**Your task**
From the first record below to the last, retype each one exactly.

Saved data entries
-----

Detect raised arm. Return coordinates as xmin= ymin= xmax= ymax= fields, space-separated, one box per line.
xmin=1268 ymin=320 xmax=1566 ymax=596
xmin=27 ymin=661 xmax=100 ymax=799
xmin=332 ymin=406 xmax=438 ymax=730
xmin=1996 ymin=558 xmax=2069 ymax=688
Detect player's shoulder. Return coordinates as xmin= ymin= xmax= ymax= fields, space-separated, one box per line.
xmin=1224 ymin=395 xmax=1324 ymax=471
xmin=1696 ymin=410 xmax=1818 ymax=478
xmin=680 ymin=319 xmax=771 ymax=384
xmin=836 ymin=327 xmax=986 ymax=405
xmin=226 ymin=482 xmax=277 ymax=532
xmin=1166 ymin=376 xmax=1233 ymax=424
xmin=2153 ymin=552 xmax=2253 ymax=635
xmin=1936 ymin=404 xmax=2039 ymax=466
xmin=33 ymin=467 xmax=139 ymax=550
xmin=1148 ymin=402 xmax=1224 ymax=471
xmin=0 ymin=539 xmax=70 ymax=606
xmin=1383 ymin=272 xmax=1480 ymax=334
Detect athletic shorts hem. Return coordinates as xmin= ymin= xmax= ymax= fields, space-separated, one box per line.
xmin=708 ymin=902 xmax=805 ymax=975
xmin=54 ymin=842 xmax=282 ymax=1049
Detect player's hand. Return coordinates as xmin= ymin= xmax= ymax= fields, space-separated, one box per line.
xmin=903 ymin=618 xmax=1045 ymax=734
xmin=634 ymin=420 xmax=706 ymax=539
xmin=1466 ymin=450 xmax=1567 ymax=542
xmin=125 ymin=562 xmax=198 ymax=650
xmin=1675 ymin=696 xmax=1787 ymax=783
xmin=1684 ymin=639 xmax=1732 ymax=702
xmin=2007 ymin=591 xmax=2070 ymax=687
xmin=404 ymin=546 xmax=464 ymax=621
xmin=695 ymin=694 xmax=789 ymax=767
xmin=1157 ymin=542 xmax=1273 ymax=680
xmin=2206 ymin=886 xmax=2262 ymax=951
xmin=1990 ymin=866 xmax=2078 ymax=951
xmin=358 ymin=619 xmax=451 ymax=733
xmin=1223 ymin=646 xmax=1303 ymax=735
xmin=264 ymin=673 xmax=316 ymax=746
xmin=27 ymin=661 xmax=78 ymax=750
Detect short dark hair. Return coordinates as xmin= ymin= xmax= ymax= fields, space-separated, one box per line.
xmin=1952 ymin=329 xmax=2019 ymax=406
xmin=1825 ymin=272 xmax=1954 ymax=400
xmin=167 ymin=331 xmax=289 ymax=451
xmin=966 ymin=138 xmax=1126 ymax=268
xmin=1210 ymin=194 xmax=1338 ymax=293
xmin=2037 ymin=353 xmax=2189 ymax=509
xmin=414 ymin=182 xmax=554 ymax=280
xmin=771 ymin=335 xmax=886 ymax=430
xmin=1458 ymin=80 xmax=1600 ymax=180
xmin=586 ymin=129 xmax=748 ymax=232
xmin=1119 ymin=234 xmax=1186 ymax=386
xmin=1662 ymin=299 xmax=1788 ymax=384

-----

**Solution to this exercise**
Detect raised arm. Return coordinates as xmin= ymin= xmax= ymax= fields, space-separated, one box per line.
xmin=1268 ymin=320 xmax=1566 ymax=596
xmin=27 ymin=661 xmax=100 ymax=799
xmin=332 ymin=406 xmax=438 ymax=730
xmin=1996 ymin=558 xmax=2069 ymax=688
Detect player's shoulder. Return coordinates as xmin= ymin= xmax= ymax= fields, space-separated, one box per line.
xmin=1224 ymin=395 xmax=1324 ymax=471
xmin=1696 ymin=410 xmax=1818 ymax=478
xmin=680 ymin=319 xmax=771 ymax=384
xmin=836 ymin=327 xmax=986 ymax=405
xmin=226 ymin=482 xmax=277 ymax=532
xmin=1166 ymin=376 xmax=1233 ymax=424
xmin=2153 ymin=552 xmax=2253 ymax=635
xmin=1936 ymin=404 xmax=2039 ymax=466
xmin=33 ymin=467 xmax=139 ymax=550
xmin=1148 ymin=402 xmax=1224 ymax=471
xmin=0 ymin=539 xmax=70 ymax=606
xmin=1383 ymin=272 xmax=1480 ymax=334
Detect athletic shorts hem. Return coordinates as xmin= ymin= xmax= ymax= fields, space-separated, one box per line.
xmin=708 ymin=902 xmax=805 ymax=975
xmin=54 ymin=842 xmax=282 ymax=1049
Detect player's hand. Return coordinates as xmin= ymin= xmax= ymax= fields, space-separated, one box per line.
xmin=903 ymin=618 xmax=1045 ymax=734
xmin=634 ymin=420 xmax=706 ymax=539
xmin=1466 ymin=450 xmax=1567 ymax=542
xmin=125 ymin=562 xmax=198 ymax=650
xmin=1675 ymin=696 xmax=1787 ymax=783
xmin=1684 ymin=639 xmax=1732 ymax=702
xmin=2007 ymin=591 xmax=2070 ymax=687
xmin=404 ymin=546 xmax=464 ymax=621
xmin=695 ymin=694 xmax=789 ymax=767
xmin=1157 ymin=542 xmax=1273 ymax=680
xmin=2206 ymin=886 xmax=2262 ymax=951
xmin=1990 ymin=866 xmax=2078 ymax=951
xmin=358 ymin=619 xmax=451 ymax=733
xmin=1223 ymin=646 xmax=1303 ymax=735
xmin=264 ymin=673 xmax=316 ymax=746
xmin=27 ymin=661 xmax=78 ymax=750
Detect short dark hair. Return coordinates as xmin= ymin= xmax= ymax= fields, space-separated, one box per line.
xmin=1952 ymin=329 xmax=2019 ymax=406
xmin=1825 ymin=272 xmax=1954 ymax=400
xmin=167 ymin=331 xmax=289 ymax=451
xmin=966 ymin=138 xmax=1126 ymax=268
xmin=1210 ymin=194 xmax=1338 ymax=293
xmin=2037 ymin=353 xmax=2189 ymax=509
xmin=414 ymin=182 xmax=554 ymax=280
xmin=771 ymin=335 xmax=886 ymax=430
xmin=1458 ymin=80 xmax=1600 ymax=180
xmin=586 ymin=129 xmax=748 ymax=232
xmin=1119 ymin=234 xmax=1186 ymax=386
xmin=1662 ymin=299 xmax=1788 ymax=384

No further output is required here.